● **Dataset content**:

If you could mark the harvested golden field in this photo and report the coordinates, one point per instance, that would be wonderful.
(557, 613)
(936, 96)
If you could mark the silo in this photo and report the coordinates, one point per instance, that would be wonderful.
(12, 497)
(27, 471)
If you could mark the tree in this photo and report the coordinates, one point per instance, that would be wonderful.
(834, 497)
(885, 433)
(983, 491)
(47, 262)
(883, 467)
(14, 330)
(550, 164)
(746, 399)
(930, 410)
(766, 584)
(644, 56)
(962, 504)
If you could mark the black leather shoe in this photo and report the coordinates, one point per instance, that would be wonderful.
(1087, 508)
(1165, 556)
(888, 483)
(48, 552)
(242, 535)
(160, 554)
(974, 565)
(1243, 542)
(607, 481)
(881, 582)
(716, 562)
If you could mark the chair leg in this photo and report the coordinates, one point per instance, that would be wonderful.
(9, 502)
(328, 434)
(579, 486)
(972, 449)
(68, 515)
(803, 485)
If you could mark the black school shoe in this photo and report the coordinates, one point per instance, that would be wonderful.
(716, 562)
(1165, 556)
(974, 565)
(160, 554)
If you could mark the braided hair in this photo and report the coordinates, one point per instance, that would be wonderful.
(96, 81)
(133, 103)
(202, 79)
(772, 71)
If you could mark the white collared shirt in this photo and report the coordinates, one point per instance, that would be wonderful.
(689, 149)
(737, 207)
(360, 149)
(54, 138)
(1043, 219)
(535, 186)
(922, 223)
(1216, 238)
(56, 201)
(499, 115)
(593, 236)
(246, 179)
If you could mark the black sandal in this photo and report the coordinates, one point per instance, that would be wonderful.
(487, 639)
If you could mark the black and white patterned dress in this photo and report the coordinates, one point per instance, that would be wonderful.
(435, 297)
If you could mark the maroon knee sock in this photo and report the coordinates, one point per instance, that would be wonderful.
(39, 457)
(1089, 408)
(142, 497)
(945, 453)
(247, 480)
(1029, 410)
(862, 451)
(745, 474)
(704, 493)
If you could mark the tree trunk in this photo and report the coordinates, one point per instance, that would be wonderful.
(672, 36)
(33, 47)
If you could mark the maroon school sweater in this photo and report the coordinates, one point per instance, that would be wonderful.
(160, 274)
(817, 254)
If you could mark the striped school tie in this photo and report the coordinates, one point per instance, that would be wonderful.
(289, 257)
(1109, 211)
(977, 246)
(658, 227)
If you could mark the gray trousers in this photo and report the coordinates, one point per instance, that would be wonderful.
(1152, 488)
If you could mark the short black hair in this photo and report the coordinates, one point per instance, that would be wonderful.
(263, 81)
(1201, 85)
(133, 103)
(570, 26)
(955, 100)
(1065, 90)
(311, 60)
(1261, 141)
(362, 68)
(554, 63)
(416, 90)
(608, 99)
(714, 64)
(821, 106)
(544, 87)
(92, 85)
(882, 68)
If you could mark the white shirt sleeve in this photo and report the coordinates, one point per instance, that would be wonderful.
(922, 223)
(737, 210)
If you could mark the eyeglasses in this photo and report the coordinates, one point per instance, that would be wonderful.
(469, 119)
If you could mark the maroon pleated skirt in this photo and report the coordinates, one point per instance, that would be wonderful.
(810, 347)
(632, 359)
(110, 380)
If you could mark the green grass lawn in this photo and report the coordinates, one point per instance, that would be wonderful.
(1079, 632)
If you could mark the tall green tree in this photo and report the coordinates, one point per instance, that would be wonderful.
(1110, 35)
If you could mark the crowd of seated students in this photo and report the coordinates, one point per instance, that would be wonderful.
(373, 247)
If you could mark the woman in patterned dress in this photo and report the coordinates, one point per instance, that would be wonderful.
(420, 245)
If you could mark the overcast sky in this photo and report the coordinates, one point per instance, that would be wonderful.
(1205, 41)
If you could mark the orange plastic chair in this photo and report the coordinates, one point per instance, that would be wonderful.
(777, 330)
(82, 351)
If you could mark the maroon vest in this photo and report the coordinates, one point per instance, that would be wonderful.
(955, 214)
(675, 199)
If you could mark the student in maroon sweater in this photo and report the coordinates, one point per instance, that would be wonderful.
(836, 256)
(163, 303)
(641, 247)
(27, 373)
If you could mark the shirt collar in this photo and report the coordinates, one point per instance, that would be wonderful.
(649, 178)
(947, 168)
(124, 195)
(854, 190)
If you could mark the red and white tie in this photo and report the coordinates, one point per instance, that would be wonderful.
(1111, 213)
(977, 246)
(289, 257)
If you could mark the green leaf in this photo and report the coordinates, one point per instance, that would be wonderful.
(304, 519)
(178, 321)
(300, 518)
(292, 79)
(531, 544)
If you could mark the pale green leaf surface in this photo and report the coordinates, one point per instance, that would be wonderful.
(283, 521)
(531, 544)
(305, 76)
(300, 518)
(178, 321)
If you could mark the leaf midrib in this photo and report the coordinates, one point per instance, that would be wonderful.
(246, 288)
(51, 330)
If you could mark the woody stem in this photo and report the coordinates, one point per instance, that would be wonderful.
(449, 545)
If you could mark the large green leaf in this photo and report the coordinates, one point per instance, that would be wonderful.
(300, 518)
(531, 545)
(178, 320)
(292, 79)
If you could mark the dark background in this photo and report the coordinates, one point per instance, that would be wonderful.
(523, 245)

● **Instructions for the task**:
All the records above need to be printed exactly.

● **Result for this exercise**:
If you could mark the harvested golden field in this photo and report the coordinates, one point per instance, that would be wonderful.
(557, 613)
(936, 96)
If you could mark the silo in this photo and report the coordinates, one point per instance, that would be wonderful.
(12, 497)
(27, 471)
If you could mark the tree in this photo and report the coordinates, one point per instance, that would be wonderful.
(834, 497)
(885, 433)
(983, 491)
(47, 262)
(883, 467)
(14, 330)
(550, 164)
(746, 399)
(930, 410)
(766, 584)
(644, 56)
(962, 504)
If you could mark the black leather shoe in this photo and report the coordinates, one point per instance, that would be wonderful.
(1087, 508)
(1165, 556)
(888, 483)
(48, 552)
(242, 535)
(160, 554)
(974, 565)
(1243, 542)
(607, 481)
(881, 582)
(716, 562)
If you could mark the chair leg in this photo and report the coordinates, one point per instance, that would be wonderful.
(9, 502)
(328, 434)
(579, 486)
(972, 449)
(68, 515)
(803, 485)
If you could mark the black school shoe in this photo and report the coordinates, one point per instance, that would be wonderful.
(716, 562)
(1165, 556)
(974, 565)
(160, 554)
If you could mark the braided hair in this photo and report the coordinates, one point per instance, that would be wonderful.
(96, 81)
(133, 103)
(202, 79)
(772, 71)
If you could mark the white collared shirt in this photo and report the coordinates, one point per instance, that would be wonderful.
(689, 149)
(737, 207)
(360, 149)
(54, 138)
(1043, 219)
(535, 186)
(922, 223)
(1216, 238)
(56, 201)
(499, 115)
(593, 236)
(246, 179)
If you could mark the black sandal in this photo and report the coordinates, one point per instance, that would be wonderful.
(487, 639)
If you could mark the black and white patterned dress in this photo and report the coordinates, one point per instance, that would be wonderful.
(435, 297)
If you could mark the maroon knee sock in this photo and report the coordinates, one point per instance, that would be wonderful.
(39, 457)
(1089, 408)
(142, 497)
(945, 453)
(247, 480)
(1029, 410)
(862, 451)
(745, 474)
(704, 493)
If you could mark the tree trunk in this photo and report the coordinates, one point per instance, that would be wonderful.
(672, 36)
(33, 47)
If you could mark the maroon school sweater in this photo and report the coordinates, one point per instance, that would be wonderful.
(160, 274)
(817, 254)
If you could mark the striped school tie in this photo and report the coordinates, one point per instance, that would be wonderful.
(289, 257)
(1109, 211)
(977, 246)
(658, 227)
If you could mark the gray trousers in this photo and report the coordinates, one point per instance, that would be wonderful.
(1152, 488)
If you could mark the short black hair in this photo and report the coordinates, one point per instance, that would be wonderful.
(263, 81)
(1201, 85)
(133, 103)
(570, 26)
(955, 100)
(1065, 90)
(311, 60)
(1261, 141)
(362, 68)
(554, 63)
(416, 90)
(608, 99)
(714, 64)
(821, 106)
(544, 87)
(92, 85)
(882, 68)
If you could mark the white shirt sleeve in this photo and report the coordinates, one point per instance, that would be wonderful.
(922, 223)
(737, 210)
If you could mark the eyeglasses in this photo and report the coordinates, one point per instance, that would be wonderful.
(469, 119)
If you could mark the maroon pleated skirt in this photo and report the coordinates, one point per instance, that would be wonderful.
(810, 347)
(632, 359)
(110, 380)
If you could mark the green grass lawn in this photo and report the coordinates, one point per instance, that would be wonderful.
(1079, 632)
If you could mark the tall green tree in this photo and report the coordinates, one point per instance, that would be wonderful.
(1110, 35)
If you could mark the crowd of seated students in this photo and report the coordinates, one point per instance, that would be wonderful.
(373, 247)
If you could mark the woman in patterned dress in this photo and report the coordinates, one point per instance, that would be wonderful.
(420, 245)
If you could mark the overcast sky in this photo and report the coordinates, one point per instance, that would be wonderful.
(1205, 41)
If you could mark the orange plastic chair in this photo and report the coordinates, one point per instance, that would be wonderful.
(777, 330)
(82, 351)
If you could mark the maroon vest in this photo and report the coordinates, one point per instance, that would be wonderful.
(955, 214)
(675, 199)
If you could mark the student in maroon sweater in this photo and report the coordinates, one point per instance, that would be wonderful.
(836, 256)
(163, 303)
(641, 247)
(27, 373)
If you could mark the shirt collar in this photo and report the coordinates, one point per instance, that would be wonderful.
(649, 178)
(947, 168)
(124, 195)
(854, 190)
If you could mark the red and white tie in this photo and report the coordinates, one point per instance, that would be wonderful.
(1111, 213)
(977, 246)
(289, 257)
If you could mark the green leaf in this photo and report the coordinates, one point per instance, that would be wonderful.
(304, 519)
(178, 321)
(300, 518)
(292, 79)
(531, 544)
If you could mark the pale green leaf surface in this photo and report the coordinates, one point per instance, that would be wonderful.
(283, 521)
(531, 544)
(305, 76)
(300, 518)
(178, 321)
If you could mark the leaf midrib in this photo and report the coordinates, one point per instance, that would be wonderful.
(246, 288)
(51, 330)
If you could mark the woody stem in this photo and report the coordinates, one point per instance, that would be wonderful.
(449, 545)
If you could mark the large green leaf in this photo and report the coordinates, one point per instance, that would be wonderful.
(300, 518)
(531, 545)
(178, 320)
(292, 79)
If you could mark the dark background in this photo and report the coordinates, one point per instance, that would be wonderful.
(523, 245)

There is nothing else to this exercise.